* Start DATA SECTION *
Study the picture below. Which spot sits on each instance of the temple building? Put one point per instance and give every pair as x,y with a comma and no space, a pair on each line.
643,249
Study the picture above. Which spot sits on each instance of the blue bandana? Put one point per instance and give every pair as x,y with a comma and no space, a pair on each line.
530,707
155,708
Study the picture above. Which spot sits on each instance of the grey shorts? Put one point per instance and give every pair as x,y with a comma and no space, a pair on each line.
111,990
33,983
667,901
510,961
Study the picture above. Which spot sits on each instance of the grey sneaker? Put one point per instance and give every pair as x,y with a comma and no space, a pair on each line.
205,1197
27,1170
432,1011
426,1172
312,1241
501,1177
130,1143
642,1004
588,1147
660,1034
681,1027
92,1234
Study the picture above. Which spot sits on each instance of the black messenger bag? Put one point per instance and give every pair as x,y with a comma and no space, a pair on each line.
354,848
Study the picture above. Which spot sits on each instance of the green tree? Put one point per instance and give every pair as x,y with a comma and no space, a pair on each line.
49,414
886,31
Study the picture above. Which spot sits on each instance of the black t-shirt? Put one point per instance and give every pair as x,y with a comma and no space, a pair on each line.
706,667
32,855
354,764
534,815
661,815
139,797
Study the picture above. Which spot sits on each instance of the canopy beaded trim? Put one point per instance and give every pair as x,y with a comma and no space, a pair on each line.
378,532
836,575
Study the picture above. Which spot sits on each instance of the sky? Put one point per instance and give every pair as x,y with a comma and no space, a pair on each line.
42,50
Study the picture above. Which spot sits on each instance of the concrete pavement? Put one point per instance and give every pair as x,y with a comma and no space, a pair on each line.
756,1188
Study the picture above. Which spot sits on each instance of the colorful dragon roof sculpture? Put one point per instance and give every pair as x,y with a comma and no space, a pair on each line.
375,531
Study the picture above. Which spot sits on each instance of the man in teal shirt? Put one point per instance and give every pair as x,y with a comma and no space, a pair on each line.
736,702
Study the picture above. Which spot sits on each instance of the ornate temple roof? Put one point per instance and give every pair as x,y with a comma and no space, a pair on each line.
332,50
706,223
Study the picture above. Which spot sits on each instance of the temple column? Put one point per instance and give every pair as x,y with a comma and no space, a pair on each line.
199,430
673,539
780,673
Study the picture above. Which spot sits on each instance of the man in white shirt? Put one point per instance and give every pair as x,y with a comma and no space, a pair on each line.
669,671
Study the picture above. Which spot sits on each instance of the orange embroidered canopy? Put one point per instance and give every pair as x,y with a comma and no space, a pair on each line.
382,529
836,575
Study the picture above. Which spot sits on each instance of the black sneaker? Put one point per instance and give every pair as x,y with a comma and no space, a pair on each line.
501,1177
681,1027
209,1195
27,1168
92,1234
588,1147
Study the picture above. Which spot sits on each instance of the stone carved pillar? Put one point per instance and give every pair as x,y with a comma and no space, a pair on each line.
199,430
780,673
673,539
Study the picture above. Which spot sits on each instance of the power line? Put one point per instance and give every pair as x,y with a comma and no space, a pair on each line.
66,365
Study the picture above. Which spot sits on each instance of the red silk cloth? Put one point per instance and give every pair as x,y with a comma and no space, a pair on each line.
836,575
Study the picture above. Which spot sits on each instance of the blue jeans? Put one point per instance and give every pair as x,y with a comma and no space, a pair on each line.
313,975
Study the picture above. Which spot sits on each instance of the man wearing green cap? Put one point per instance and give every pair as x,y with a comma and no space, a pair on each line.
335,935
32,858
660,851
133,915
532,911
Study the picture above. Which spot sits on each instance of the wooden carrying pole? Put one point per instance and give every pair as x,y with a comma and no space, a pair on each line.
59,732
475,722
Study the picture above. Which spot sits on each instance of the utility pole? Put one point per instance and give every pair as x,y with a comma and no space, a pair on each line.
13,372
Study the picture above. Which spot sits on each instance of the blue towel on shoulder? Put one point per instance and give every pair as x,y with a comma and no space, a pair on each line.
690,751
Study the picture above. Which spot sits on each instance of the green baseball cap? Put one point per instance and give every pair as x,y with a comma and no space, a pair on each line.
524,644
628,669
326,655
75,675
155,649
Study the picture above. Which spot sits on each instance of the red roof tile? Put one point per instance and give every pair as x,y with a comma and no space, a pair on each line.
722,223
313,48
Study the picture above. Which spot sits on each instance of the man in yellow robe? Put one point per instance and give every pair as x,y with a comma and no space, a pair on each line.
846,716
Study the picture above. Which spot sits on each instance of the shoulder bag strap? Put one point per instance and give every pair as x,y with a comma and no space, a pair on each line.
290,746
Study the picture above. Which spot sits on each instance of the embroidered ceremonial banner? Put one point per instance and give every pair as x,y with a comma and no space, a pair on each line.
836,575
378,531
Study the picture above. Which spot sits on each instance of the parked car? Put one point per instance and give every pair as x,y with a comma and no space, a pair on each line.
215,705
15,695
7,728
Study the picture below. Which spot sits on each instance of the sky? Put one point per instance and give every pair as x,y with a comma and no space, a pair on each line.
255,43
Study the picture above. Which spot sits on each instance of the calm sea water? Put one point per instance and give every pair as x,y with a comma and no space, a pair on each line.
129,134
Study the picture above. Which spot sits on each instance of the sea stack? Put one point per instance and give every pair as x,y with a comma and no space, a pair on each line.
* End DATA SECTION *
### SET PROBLEM
Could you reproduce every row above word for word, leaving nothing out and changing nothing?

### COMPLETED EXERCISE
Study the picture below. Which spot sits on each instance of the temple building? Put one point per instance and give every pair as x,y with a comma and no space, a pair on each line.
643,249
Study the picture above. Which spot sits on each instance of the blue bandana? Put one point per instance and give every pair as x,y with a comma and no space, a pair on each line.
530,707
155,708
Study the picture above. Which spot sits on each instance of the grey shorts? Put one point per instance and give every pair as x,y with a comma and no space, a pair on each line.
111,990
33,983
667,901
510,961
Study the picture above. Which spot sits on each instance of the grey sneaker? Put one point per instance and give every pair as x,y with a comma and no space, a pair on each line.
205,1197
27,1170
432,1011
426,1172
312,1241
501,1177
130,1143
642,1004
588,1147
660,1034
681,1027
92,1234
Study the picture above. Which spot sits on each instance of the black messenger bag? Put one point per instance and give every pair as x,y with a comma and no space, a pair on each line.
354,848
Study the picture above. Which spot sits on each instance of the green tree? Put one point per instance and give every pair as x,y with a comma and no space, a pair on each line.
49,414
886,31
Study the picture above. Which spot sits on each instance of the black t-shirt? Put one point per instance and give every pair as x,y with a comma and no space, a pair on each line.
706,667
32,855
354,764
534,815
661,815
139,797
Study the picture above. Which spot sits on each instance of the canopy beaded trim? Put one point per instance and give every pair as x,y with a comma and no space, a pair on each line.
378,532
836,575
Study the picture above. Which spot sits on each instance of the sky? Put one point per instance and give every pair as x,y with a comma and no space, a pair on each line.
42,50
Study the picture above. Which spot sits on each instance of the concrete pavement? Put one point per instance and give every pair as x,y with a comma and no space, a pair on each line.
756,1188
Study the picture above. Which spot sits on each instance of the colorful dragon roof sculpture? Put one point per instance and give every pair as x,y with a comma and no space, a pair on each line.
375,531
Study the picture above. Which spot sits on each instance of the man in teal shirt? Put one point per instance and give every pair as x,y with a comma and no space, a pair on each line.
736,702
Study the picture above. Which spot sits on each instance of the ornate temple roof? Put one point per instance and give every pair as x,y with a comma and no space, a pair on each line.
332,50
706,223
Study the picture above. Which spot sits on each instance of the temple column? Put one point per instance and give every pair as x,y with a comma and no space, a pair on each line.
199,430
673,539
780,673
Study the picture above. Which spot sits on each instance of the man in white shirt? Put one point per instance and give every pair as x,y with a comma and no space, a pair on each line.
669,671
Study the picture above. Which spot sits on each instance of the orange embroidered canopy? Put one point per instance and give every pair as x,y with a comma and no space, a pair on each line.
382,529
836,575
Study the picture above. Which spot sits on each instance of the black sneaker? Put one point per instance and give every pair as x,y with a comma and no space, a pair on each line.
501,1177
681,1027
209,1195
27,1168
92,1234
588,1147
Study the picture above. Which spot sits on each instance of the stone carved pillar? Put one point per instance and give every pair as x,y with a comma and no space, a pair on each line.
199,430
780,673
673,539
Study the picture above. Which spot sits on each instance of the power line? Put one point per instance and give every pair as x,y with a comma and no space, a pair on each line.
66,365
Study the picture above. Which spot sits on each instance of the red silk cloth? Put one point per instance and give every pair as x,y with a comma and no space, a pair on each line.
836,575
Study the picture above. Which spot sits on each instance of the blue jeans? Put one point per instance and give every pair as x,y with a comma and no space, a pair on each line.
313,975
Study the picture above. Which spot sits on each instance of the man wearing green cap? Put one point per instance and give every pair as x,y with a comma and no space, a pair on each line.
335,935
32,858
660,851
133,915
532,911
Study the picture above. Which spot sits on each instance of the wooden carrying pole? Put one point per instance and give every pair as x,y with a comma and no space, a pair on each line.
59,732
475,722
Study the picture above. Which spot sits on each instance of the utility pole? Put one point per instance and give every pair as x,y with a comma and no space, a pair on each line.
13,372
Study the picture above. Which spot sits on each instance of the blue towel on shoulder? Put one point per instance and give every pair as x,y with a comma and no space, a pair on each line.
690,751
Study the picture above. Which spot sits on each instance of the green baseball cap? Put one point per instance and give every pair as x,y with a comma and no space, a pair on each line.
524,644
628,669
326,655
75,675
155,649
Study the picture above. Which spot sits on each instance of the red roof tile? Put one point per instance and give every pair as x,y with a comma and no space, a pair on each line.
722,223
313,48
Study the picture above. Which spot sits on each instance of the man in yellow robe? Put one point per instance and give every pair as x,y with a comma and no space, a pair on each line.
846,716
Study the picture above. Which spot sits on each instance of the shoulder bag strap? Put one point per instance and give every pair as x,y with a comma and no space, a pair on each line.
290,746
Study the picture above. Which spot sits on each instance of the embroidered ceremonial banner? Put one point per instance and give every pair as x,y with a comma and no space, a pair on each line.
836,575
378,531
Study the picture above. Which spot sits on each instance of the parked car? Put one point per instance and give every pair as x,y with a comma and no space, a pair on each line.
215,705
15,695
7,728
Study the picture below. Which spot sits on each instance of the sky? Put one point per instance and give every pair as x,y with a comma and no space, a pair on each line.
255,43
Study the picture above. Which spot sits on each instance of the calm sea water? Put one point per instance and give every pair as x,y with a comma and no space, a pair on each line.
129,134
Study the picture above. Which spot sits on each instance of the sea stack? Put one point per instance and give every pair as x,y with a comma and no space, a pair on each line.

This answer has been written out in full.